• TASKS AND EXERCISES:
A. In the profile of researcher David Cebon, what university department's Transport Research Group does he lead?
B. Reproduce word for word the passage of the David Cebon profile between "He also has" and "on the matter.", inclusive.

#### TEXT UNDER STUDY ####

All major truck OEMs have plans for FCEVs in their current product portfolios. They are all relying on heavy subsidies from various governments, but when the subsidies disappear, they will still cost three times as much to operate as a battery electric truck, says researcher, David Cebon.  -  Photo: Hyundai

All major truck OEMs have plans for FCEVs in their current product portfolios. They are all relying on heavy subsidies from various governments, but when the subsidies disappear, they will still cost three times as much to operate as a battery electric truck, says researcher, David Cebon.

Photo: Hyundai

While researching a previous story about hydrogen trucks, I came across several references to the work of Dr. David Cebon. He’s a professor of mechanical engineering at Cambridge University in England and a fellow of the Royal Academy of Engineering. What further attracted me to David was his trucking background.   

He is director of the Cambridge Vehicle Dynamics Consortium and the Centre for Sustainable Road Freight. He leads Cambridge University Engineering Department’s Transport Research Group.  

Further, he has authored or co-authored more than 150 peer-reviewed papers on dynamic loads of heavy vehicles, road and bridge response and damage, advanced suspension design for heavy vehicles, heavy vehicle safety and mobility, heavy vehicle fuel consumption and the micromechanics of asphalt deformation and fracture.

He earned his PhD in the early 1980s looking at road damage caused by trucks. He has studied many different aspects of heavy vehicle dynamics and performance, and for the past 15 years or so, he has been focused on fuel consumption, emissions, and productivity.

“I was always interested in productivity,” he told HDT. “One of the things that I've worked on heavily over the years is long combination vehicles and high-capacity vehicles, which is one of the greatest ways to improve fuel consumption.”

Unlike a lot of academics and researchers, he knows trucks like he knows the back of his hand.

In short, unlike a lot of academics and researchers, he knows trucks like he knows the back of his hand.

He also has very strong opinions on the use of hydrogen as a heavy-truck energy source: he doesn’t like the idea, and he’s got strong and well-reasoned arguments against it. We are presenting only his side of the story here. We welcome opposing points of view. Please contact the author, or chime in the comments, if you’d like to share your thoughts on the matter.

#### DATA EXCERPT ####

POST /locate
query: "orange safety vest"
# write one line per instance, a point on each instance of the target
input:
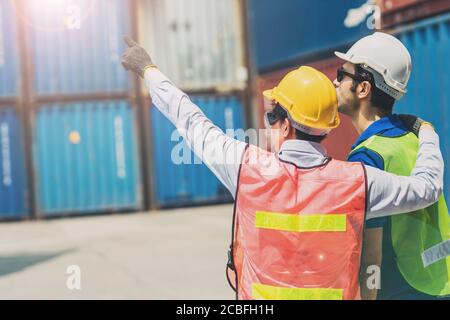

####

• ANSWERS TO THIS EXERCISE:
A. He leads the Transport Research Group of Cambridge University Engineering Department.

B.
He also has very strong opinions on the use of hydrogen as a heavy-truck energy source: he doesn’t like the idea, and he’s got strong and well-reasoned arguments against it. We are presenting only his side of the story here. We welcome opposing points of view. Please contact the author, or chime in the comments, if you’d like to share your thoughts on the matter.